-- Dataset entries --
++++++++++++++++++++
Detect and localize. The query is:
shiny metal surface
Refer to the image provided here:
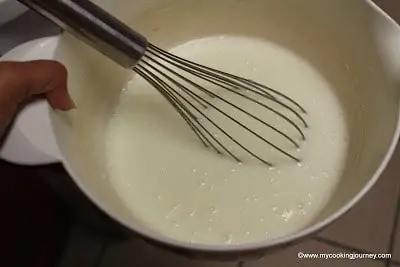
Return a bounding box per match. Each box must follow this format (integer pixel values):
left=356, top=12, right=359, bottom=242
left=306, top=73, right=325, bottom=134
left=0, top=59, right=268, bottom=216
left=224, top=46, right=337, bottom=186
left=18, top=0, right=147, bottom=68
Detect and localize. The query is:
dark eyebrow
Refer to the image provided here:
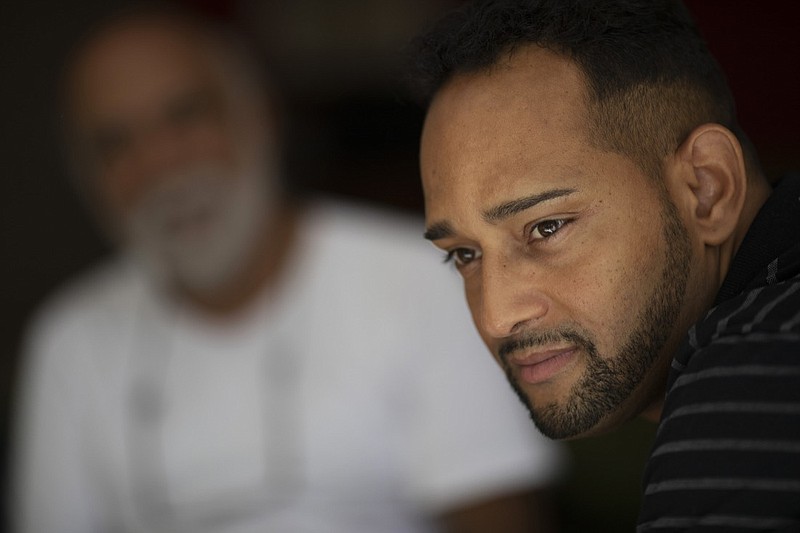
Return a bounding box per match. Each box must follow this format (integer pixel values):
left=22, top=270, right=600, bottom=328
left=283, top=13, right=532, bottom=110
left=423, top=222, right=455, bottom=241
left=483, top=189, right=575, bottom=224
++++++++++++++++++++
-- What to produce --
Copy the items above word for word, leaving out the pictures.

-- Exercise result --
Detect and localize. The query is:
shiny metal surface
Refer to the image provided here:
Return a bounding box per match. Each box must follow this format (integer pixel values):
left=356, top=12, right=359, bottom=242
left=306, top=73, right=325, bottom=134
left=0, top=59, right=268, bottom=216
left=224, top=46, right=337, bottom=186
left=18, top=0, right=147, bottom=68
Detect and localize. The query is:
dark eyebrow
Refer to the image provided here:
Return a bounding box per match. Each box must follow this format (integer pixel values):
left=22, top=270, right=600, bottom=328
left=283, top=13, right=532, bottom=110
left=423, top=222, right=455, bottom=241
left=483, top=189, right=575, bottom=224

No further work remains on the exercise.